Records shown:
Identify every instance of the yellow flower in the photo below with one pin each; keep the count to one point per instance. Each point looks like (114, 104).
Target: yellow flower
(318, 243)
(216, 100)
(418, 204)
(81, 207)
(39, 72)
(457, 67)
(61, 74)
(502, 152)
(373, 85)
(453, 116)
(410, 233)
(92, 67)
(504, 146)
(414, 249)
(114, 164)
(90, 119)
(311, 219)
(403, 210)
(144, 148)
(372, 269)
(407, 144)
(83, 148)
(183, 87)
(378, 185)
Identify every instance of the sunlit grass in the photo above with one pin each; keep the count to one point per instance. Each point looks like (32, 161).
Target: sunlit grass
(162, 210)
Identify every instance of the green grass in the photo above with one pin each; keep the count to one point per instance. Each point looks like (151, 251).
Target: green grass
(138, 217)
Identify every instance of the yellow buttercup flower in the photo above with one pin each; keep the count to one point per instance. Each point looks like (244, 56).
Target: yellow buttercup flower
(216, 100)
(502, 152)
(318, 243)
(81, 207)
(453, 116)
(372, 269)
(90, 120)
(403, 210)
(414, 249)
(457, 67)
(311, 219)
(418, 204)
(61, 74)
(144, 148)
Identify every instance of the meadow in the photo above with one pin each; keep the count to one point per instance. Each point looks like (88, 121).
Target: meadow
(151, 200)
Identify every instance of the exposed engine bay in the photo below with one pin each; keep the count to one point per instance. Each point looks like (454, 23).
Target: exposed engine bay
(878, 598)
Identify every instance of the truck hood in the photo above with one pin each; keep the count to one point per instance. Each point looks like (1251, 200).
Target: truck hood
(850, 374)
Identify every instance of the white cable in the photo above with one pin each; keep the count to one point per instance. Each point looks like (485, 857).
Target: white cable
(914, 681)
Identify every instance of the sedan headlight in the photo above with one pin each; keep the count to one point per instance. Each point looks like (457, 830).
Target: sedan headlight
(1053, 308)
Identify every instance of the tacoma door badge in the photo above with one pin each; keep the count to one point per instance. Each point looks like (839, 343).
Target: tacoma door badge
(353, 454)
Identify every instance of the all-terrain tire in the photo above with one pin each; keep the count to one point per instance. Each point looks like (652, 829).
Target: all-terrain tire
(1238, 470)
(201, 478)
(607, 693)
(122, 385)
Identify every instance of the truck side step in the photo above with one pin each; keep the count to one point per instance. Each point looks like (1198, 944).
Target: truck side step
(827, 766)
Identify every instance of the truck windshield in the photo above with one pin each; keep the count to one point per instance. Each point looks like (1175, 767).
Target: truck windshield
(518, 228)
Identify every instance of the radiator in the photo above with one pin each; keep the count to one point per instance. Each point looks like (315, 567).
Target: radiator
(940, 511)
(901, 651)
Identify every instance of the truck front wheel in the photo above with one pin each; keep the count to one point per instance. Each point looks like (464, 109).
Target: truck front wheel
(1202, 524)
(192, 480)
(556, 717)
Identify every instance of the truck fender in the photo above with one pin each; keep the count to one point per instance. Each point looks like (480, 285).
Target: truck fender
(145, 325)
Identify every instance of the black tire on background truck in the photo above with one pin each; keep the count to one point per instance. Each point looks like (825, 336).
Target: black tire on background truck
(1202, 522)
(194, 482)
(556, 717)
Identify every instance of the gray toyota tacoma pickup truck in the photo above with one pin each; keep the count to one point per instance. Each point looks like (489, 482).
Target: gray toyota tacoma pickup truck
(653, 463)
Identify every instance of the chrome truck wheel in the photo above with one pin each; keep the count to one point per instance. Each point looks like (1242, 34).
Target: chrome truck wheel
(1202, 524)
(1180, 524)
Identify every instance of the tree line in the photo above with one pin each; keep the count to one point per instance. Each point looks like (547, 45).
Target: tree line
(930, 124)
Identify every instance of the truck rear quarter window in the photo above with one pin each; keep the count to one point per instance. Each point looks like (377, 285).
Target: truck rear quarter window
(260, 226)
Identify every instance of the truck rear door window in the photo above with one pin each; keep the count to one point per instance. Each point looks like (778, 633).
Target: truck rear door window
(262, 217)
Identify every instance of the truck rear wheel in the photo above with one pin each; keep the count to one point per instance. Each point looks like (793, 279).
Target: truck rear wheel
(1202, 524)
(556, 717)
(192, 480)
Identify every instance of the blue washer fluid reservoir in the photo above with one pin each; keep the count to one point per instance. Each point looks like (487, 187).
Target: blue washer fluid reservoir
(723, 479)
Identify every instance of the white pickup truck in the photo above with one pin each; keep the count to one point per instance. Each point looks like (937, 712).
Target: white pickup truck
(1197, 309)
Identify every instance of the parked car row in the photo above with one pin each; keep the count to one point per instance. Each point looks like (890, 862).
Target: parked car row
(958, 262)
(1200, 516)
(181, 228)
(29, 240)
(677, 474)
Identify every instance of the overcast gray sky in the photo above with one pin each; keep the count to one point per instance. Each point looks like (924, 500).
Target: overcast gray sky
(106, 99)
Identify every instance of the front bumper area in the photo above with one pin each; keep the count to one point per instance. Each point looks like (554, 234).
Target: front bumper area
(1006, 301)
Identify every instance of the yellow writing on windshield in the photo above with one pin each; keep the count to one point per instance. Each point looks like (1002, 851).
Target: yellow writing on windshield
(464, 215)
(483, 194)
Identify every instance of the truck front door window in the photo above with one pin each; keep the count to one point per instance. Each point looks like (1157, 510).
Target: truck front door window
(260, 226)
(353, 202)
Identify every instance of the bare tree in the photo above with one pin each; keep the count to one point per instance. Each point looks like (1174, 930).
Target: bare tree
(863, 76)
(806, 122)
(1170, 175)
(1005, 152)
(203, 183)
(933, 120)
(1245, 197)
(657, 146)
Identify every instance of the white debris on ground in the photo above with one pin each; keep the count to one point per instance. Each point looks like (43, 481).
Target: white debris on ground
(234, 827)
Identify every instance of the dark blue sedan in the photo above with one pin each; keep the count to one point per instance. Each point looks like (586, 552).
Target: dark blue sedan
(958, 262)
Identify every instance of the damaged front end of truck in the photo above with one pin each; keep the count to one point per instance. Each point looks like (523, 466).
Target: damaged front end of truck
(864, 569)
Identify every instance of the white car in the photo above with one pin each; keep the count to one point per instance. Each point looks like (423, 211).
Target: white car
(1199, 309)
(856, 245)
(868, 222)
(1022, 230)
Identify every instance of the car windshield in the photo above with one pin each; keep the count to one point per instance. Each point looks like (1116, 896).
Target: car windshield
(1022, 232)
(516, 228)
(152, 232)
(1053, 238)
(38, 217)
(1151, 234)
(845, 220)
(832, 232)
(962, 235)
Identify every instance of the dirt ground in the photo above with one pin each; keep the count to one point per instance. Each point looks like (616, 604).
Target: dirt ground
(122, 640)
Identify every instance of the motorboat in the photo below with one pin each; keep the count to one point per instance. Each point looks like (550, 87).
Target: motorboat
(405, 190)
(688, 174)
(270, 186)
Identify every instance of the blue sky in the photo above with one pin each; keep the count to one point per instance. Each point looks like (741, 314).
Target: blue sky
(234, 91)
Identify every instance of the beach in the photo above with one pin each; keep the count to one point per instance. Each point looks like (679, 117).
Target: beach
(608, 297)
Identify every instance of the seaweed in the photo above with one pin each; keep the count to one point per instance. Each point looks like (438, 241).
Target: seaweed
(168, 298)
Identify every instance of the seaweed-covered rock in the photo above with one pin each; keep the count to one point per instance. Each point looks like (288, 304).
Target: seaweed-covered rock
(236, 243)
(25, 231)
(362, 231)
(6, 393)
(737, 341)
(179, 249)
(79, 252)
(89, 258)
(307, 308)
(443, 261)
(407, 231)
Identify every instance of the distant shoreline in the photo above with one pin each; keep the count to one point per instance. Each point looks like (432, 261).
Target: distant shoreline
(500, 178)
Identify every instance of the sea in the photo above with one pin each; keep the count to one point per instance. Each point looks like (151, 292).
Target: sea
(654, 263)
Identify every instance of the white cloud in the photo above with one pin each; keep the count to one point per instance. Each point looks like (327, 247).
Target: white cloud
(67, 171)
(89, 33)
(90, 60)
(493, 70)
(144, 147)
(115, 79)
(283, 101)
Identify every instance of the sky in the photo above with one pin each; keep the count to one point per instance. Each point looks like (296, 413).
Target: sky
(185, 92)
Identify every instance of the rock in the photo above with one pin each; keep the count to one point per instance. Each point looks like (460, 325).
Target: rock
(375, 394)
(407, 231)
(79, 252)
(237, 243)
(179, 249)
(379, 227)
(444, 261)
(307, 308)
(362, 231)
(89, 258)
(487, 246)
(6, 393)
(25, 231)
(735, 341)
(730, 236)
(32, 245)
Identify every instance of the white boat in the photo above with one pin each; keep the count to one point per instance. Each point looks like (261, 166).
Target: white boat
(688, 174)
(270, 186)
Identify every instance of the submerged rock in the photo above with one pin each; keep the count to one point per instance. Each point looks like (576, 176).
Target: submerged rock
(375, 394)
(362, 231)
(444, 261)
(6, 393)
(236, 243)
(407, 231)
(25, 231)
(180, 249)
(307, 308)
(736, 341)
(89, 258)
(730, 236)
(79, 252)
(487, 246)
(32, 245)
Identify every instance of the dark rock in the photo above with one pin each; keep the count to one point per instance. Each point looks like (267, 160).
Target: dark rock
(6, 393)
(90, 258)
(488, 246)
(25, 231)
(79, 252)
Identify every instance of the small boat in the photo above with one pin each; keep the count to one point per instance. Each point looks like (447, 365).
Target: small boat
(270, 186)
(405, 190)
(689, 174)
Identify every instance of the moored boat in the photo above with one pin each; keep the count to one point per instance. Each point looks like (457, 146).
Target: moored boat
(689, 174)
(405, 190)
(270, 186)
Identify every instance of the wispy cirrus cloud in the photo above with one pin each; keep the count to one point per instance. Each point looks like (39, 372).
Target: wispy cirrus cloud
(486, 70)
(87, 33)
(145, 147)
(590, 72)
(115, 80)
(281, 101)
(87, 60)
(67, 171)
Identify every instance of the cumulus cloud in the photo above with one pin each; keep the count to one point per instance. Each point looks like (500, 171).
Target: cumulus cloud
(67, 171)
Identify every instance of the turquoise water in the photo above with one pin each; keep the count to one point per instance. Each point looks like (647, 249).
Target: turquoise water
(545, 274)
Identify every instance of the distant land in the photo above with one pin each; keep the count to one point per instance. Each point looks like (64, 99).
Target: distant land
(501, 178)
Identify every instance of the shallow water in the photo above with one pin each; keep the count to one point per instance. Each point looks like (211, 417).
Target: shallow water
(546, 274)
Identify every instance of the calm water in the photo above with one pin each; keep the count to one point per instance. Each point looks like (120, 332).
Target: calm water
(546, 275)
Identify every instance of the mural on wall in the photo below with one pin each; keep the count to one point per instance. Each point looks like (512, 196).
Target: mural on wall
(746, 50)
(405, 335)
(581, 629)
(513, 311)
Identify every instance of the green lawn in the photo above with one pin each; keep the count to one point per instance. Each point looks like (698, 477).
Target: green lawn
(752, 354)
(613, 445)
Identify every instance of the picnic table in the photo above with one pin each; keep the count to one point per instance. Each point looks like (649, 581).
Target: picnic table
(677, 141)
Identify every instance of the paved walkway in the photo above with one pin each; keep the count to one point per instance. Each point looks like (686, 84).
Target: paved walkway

Task statement:
Scan the listing and report each line where the word "walkway" shows up.

Answer for this exercise:
Identify every instance of the paved walkway in the photo above with one pin each; keep the count to one point per instance. Each point looks like (686, 84).
Target: paved walkway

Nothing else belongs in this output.